» **TASK DIRECTIONS**: Pull out every line in the records below that contains the string "post", matching case exactly.

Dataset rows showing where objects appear
......

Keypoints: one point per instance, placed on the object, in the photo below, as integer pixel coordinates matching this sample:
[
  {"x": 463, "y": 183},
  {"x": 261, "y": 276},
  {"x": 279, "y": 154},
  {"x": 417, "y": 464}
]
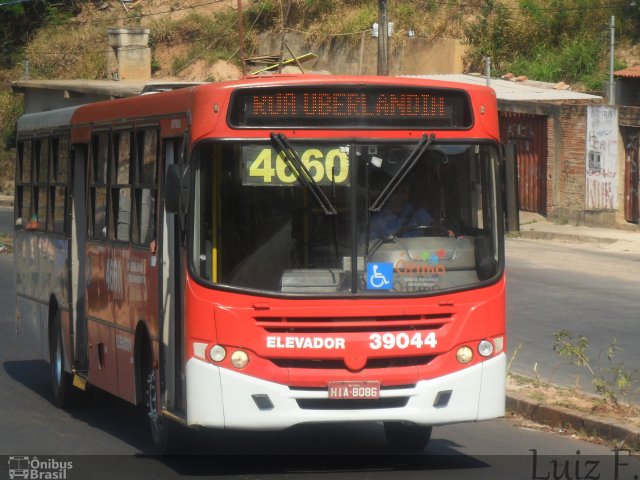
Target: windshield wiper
[
  {"x": 401, "y": 173},
  {"x": 282, "y": 145}
]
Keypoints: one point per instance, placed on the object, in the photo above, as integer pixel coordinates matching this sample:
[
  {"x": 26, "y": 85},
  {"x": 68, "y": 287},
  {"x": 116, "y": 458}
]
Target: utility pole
[
  {"x": 612, "y": 86},
  {"x": 383, "y": 38},
  {"x": 243, "y": 65},
  {"x": 487, "y": 70}
]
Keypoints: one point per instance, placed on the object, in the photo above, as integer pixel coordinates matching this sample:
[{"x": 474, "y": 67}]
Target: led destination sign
[{"x": 350, "y": 107}]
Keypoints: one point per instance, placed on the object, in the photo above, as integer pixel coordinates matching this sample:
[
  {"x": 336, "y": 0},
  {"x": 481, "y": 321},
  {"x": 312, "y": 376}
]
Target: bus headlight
[
  {"x": 464, "y": 355},
  {"x": 239, "y": 359},
  {"x": 217, "y": 353},
  {"x": 485, "y": 348}
]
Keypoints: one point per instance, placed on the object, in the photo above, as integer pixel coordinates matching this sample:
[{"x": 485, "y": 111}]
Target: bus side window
[
  {"x": 120, "y": 216},
  {"x": 98, "y": 186},
  {"x": 40, "y": 171},
  {"x": 146, "y": 171},
  {"x": 59, "y": 176},
  {"x": 23, "y": 184}
]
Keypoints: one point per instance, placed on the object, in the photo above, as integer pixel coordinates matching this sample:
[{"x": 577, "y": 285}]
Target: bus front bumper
[{"x": 222, "y": 398}]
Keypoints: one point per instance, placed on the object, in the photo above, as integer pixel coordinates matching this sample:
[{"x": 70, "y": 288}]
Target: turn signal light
[{"x": 464, "y": 355}]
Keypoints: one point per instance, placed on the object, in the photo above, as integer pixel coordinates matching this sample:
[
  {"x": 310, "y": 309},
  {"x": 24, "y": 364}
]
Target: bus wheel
[
  {"x": 61, "y": 381},
  {"x": 164, "y": 432},
  {"x": 407, "y": 436}
]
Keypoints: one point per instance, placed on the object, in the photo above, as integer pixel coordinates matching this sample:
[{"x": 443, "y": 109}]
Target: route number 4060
[
  {"x": 324, "y": 167},
  {"x": 401, "y": 340}
]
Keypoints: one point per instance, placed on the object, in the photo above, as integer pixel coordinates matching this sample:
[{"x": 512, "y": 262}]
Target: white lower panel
[{"x": 219, "y": 397}]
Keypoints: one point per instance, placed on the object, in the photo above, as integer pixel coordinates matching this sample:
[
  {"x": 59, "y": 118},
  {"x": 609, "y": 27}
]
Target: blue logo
[{"x": 379, "y": 276}]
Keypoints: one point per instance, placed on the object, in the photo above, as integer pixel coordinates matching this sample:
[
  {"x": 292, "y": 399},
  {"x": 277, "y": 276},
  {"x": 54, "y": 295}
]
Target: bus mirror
[
  {"x": 172, "y": 189},
  {"x": 510, "y": 176},
  {"x": 176, "y": 190}
]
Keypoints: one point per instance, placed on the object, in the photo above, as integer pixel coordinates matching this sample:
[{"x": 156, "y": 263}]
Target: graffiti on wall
[{"x": 602, "y": 158}]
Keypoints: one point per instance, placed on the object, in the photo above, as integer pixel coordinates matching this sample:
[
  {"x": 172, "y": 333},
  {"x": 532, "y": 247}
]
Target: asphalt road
[
  {"x": 551, "y": 286},
  {"x": 555, "y": 286},
  {"x": 107, "y": 438}
]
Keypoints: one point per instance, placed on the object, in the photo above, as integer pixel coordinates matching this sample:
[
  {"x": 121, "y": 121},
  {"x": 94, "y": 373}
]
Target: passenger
[{"x": 399, "y": 215}]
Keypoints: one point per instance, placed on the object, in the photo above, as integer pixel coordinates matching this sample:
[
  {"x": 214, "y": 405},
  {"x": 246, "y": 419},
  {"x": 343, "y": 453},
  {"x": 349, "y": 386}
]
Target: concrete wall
[
  {"x": 358, "y": 55},
  {"x": 129, "y": 57}
]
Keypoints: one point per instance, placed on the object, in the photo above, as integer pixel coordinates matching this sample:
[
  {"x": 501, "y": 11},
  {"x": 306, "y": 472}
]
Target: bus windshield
[{"x": 389, "y": 218}]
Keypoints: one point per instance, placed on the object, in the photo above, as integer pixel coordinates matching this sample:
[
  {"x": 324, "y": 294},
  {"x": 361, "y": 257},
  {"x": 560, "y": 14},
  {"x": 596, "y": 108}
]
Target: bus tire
[
  {"x": 407, "y": 436},
  {"x": 61, "y": 381},
  {"x": 164, "y": 432}
]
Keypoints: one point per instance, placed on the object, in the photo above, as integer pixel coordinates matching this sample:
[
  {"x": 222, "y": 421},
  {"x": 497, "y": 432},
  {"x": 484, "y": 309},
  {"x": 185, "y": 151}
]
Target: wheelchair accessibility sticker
[{"x": 379, "y": 276}]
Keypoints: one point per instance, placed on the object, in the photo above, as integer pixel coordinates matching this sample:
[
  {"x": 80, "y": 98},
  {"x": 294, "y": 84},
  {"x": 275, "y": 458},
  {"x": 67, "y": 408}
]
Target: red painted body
[{"x": 123, "y": 284}]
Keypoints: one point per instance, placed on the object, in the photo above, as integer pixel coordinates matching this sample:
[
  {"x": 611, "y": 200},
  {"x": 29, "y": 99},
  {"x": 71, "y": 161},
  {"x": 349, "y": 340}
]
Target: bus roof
[{"x": 46, "y": 120}]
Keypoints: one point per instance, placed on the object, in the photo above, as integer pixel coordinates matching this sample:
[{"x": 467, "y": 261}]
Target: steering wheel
[{"x": 438, "y": 230}]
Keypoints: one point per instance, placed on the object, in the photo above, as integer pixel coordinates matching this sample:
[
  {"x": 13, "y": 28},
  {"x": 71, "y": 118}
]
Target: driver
[{"x": 399, "y": 215}]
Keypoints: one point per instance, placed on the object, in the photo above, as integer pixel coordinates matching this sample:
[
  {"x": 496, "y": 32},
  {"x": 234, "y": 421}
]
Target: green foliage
[
  {"x": 549, "y": 40},
  {"x": 613, "y": 381},
  {"x": 19, "y": 22},
  {"x": 11, "y": 108},
  {"x": 60, "y": 52}
]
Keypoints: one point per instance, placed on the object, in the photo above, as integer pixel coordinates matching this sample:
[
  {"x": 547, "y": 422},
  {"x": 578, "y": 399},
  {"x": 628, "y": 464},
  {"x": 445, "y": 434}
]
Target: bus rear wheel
[
  {"x": 164, "y": 432},
  {"x": 61, "y": 381},
  {"x": 407, "y": 436}
]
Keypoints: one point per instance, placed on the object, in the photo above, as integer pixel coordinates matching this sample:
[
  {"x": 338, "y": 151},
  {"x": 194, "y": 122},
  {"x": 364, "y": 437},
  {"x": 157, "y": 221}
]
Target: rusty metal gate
[
  {"x": 630, "y": 137},
  {"x": 529, "y": 133}
]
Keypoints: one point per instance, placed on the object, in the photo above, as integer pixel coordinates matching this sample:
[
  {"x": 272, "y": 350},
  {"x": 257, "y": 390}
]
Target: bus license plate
[{"x": 353, "y": 390}]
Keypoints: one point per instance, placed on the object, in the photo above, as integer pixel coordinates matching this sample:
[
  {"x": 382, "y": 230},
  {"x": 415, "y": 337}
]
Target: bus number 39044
[{"x": 401, "y": 340}]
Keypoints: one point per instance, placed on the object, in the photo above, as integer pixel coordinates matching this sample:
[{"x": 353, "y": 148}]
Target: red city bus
[{"x": 271, "y": 251}]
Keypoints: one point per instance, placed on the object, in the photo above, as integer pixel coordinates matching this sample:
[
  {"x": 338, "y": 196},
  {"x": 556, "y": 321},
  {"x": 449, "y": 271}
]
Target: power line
[
  {"x": 14, "y": 2},
  {"x": 134, "y": 16}
]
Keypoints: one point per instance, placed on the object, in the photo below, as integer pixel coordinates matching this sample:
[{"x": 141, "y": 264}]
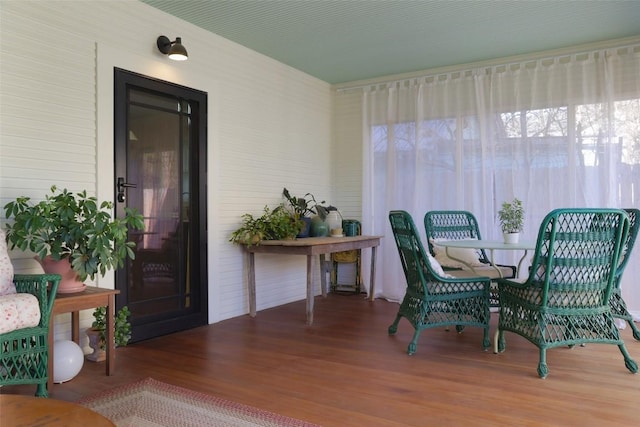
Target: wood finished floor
[{"x": 345, "y": 370}]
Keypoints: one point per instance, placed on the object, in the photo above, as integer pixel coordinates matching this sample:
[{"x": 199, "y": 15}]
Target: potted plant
[
  {"x": 74, "y": 233},
  {"x": 302, "y": 208},
  {"x": 96, "y": 333},
  {"x": 511, "y": 216},
  {"x": 276, "y": 224}
]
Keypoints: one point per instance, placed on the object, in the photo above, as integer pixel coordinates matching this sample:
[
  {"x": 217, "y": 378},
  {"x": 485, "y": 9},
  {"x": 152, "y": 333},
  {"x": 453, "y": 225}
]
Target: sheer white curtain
[{"x": 555, "y": 132}]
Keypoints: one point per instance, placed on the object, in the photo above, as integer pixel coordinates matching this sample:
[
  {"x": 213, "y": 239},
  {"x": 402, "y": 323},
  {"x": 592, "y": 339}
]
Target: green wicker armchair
[
  {"x": 565, "y": 299},
  {"x": 432, "y": 299},
  {"x": 24, "y": 352},
  {"x": 458, "y": 225},
  {"x": 618, "y": 306}
]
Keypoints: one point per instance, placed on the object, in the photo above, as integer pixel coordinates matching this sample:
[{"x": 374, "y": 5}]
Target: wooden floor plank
[{"x": 345, "y": 370}]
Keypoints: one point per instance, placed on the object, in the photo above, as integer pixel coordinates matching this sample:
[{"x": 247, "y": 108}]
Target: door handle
[{"x": 122, "y": 185}]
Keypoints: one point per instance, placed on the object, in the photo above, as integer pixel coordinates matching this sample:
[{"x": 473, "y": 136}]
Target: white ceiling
[{"x": 349, "y": 40}]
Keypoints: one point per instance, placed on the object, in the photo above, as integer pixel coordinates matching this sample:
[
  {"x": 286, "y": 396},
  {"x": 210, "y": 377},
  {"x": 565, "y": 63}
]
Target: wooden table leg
[
  {"x": 372, "y": 277},
  {"x": 251, "y": 283},
  {"x": 75, "y": 327},
  {"x": 109, "y": 335},
  {"x": 323, "y": 276},
  {"x": 310, "y": 295}
]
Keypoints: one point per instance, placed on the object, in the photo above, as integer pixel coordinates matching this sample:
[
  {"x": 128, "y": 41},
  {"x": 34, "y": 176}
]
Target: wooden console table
[
  {"x": 24, "y": 411},
  {"x": 310, "y": 246},
  {"x": 91, "y": 297}
]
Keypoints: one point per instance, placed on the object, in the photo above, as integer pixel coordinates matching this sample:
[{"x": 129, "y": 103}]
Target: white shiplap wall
[{"x": 269, "y": 126}]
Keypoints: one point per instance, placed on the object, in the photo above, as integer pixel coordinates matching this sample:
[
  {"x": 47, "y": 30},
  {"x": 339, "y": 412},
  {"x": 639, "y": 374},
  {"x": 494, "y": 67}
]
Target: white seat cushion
[
  {"x": 468, "y": 255},
  {"x": 18, "y": 311},
  {"x": 484, "y": 271}
]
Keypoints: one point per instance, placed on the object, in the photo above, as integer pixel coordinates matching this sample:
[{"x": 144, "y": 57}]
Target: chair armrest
[{"x": 43, "y": 287}]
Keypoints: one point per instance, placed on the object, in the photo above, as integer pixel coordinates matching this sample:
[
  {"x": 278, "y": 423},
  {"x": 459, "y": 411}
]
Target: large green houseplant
[{"x": 72, "y": 227}]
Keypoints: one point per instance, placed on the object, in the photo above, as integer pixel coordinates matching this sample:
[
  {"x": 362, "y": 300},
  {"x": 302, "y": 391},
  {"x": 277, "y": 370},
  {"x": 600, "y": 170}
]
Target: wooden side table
[
  {"x": 91, "y": 297},
  {"x": 23, "y": 411}
]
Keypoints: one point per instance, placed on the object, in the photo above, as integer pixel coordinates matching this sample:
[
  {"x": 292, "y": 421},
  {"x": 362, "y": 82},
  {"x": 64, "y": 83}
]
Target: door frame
[{"x": 197, "y": 247}]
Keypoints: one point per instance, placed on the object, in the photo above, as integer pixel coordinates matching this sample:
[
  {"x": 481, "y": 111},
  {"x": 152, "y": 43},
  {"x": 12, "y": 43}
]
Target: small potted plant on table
[
  {"x": 97, "y": 332},
  {"x": 72, "y": 235},
  {"x": 511, "y": 216}
]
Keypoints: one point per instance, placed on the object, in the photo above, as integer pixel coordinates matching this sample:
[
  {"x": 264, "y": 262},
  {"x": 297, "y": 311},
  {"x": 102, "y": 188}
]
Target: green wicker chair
[
  {"x": 618, "y": 306},
  {"x": 458, "y": 225},
  {"x": 24, "y": 353},
  {"x": 565, "y": 299},
  {"x": 432, "y": 299}
]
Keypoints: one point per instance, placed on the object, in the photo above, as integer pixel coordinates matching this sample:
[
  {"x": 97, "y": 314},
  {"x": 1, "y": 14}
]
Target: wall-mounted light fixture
[{"x": 174, "y": 49}]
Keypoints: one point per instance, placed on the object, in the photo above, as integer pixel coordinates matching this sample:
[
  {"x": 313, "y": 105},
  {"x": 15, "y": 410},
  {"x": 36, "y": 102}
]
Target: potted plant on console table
[
  {"x": 273, "y": 224},
  {"x": 72, "y": 235}
]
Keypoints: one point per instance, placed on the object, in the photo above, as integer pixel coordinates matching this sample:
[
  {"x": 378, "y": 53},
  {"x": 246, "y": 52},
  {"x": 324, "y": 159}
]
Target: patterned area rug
[{"x": 151, "y": 403}]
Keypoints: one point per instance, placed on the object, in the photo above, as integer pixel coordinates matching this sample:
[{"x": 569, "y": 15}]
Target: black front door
[{"x": 160, "y": 170}]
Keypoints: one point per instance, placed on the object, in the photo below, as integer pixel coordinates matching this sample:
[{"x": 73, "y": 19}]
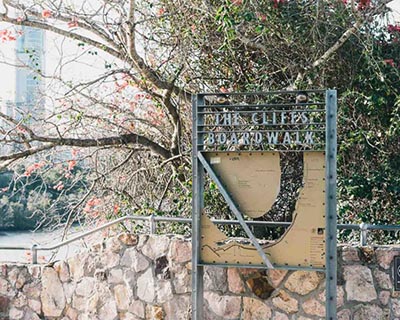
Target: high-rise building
[
  {"x": 25, "y": 102},
  {"x": 29, "y": 84}
]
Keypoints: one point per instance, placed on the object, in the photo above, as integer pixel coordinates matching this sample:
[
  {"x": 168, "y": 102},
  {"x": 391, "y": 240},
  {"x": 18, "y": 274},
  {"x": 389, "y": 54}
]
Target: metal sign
[
  {"x": 396, "y": 273},
  {"x": 238, "y": 140}
]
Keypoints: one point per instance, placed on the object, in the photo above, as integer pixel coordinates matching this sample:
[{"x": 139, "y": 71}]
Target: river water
[{"x": 42, "y": 238}]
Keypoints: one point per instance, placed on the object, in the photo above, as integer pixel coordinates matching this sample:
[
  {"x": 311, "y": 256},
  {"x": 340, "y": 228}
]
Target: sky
[{"x": 53, "y": 47}]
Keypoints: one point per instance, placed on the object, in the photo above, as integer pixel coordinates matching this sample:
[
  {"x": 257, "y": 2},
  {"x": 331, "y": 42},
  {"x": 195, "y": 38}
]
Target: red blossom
[
  {"x": 73, "y": 23},
  {"x": 71, "y": 164},
  {"x": 393, "y": 28},
  {"x": 46, "y": 14},
  {"x": 390, "y": 62},
  {"x": 74, "y": 152},
  {"x": 32, "y": 168},
  {"x": 160, "y": 12},
  {"x": 363, "y": 4},
  {"x": 91, "y": 203},
  {"x": 59, "y": 186},
  {"x": 7, "y": 35}
]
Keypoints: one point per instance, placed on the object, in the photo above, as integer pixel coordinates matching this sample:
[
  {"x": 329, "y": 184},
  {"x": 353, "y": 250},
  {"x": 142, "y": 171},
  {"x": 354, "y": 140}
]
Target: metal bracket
[{"x": 235, "y": 210}]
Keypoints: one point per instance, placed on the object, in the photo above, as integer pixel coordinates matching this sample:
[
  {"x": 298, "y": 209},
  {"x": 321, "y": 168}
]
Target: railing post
[
  {"x": 34, "y": 253},
  {"x": 363, "y": 234},
  {"x": 153, "y": 224}
]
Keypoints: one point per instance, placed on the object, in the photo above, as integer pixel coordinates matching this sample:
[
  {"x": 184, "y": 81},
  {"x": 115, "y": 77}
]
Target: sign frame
[{"x": 200, "y": 166}]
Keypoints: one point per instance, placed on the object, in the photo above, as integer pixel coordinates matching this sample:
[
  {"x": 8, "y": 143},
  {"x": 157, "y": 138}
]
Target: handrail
[{"x": 153, "y": 219}]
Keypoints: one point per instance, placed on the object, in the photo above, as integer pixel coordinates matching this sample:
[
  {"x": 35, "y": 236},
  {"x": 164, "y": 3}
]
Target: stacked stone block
[{"x": 131, "y": 277}]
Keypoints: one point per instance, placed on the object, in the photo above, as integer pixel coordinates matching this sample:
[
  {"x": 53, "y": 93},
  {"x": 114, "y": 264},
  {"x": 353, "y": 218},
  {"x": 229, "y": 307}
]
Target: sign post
[{"x": 238, "y": 140}]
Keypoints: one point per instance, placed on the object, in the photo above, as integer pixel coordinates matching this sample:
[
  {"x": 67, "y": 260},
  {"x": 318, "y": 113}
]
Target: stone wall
[{"x": 133, "y": 277}]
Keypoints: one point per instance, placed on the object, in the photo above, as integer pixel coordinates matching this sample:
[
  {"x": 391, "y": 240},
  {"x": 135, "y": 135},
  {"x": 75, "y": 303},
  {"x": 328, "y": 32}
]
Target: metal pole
[
  {"x": 198, "y": 206},
  {"x": 363, "y": 234},
  {"x": 153, "y": 224},
  {"x": 330, "y": 204},
  {"x": 34, "y": 254}
]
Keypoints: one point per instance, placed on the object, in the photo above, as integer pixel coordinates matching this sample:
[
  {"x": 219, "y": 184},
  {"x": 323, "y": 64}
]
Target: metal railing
[{"x": 153, "y": 219}]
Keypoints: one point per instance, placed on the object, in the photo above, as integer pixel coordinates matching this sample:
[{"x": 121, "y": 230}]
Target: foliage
[{"x": 33, "y": 201}]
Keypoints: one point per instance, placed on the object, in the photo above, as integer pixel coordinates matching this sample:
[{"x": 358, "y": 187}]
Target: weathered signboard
[
  {"x": 396, "y": 273},
  {"x": 239, "y": 140}
]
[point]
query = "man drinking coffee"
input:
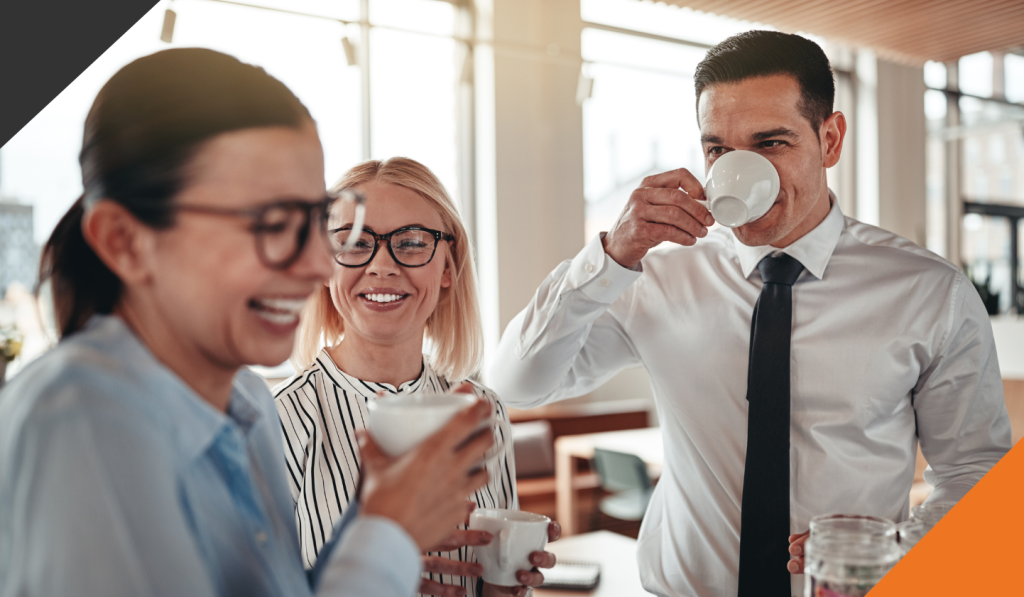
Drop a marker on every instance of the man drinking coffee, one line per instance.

......

» **RESULT OF THE TASK**:
Target: railing post
Target: sign post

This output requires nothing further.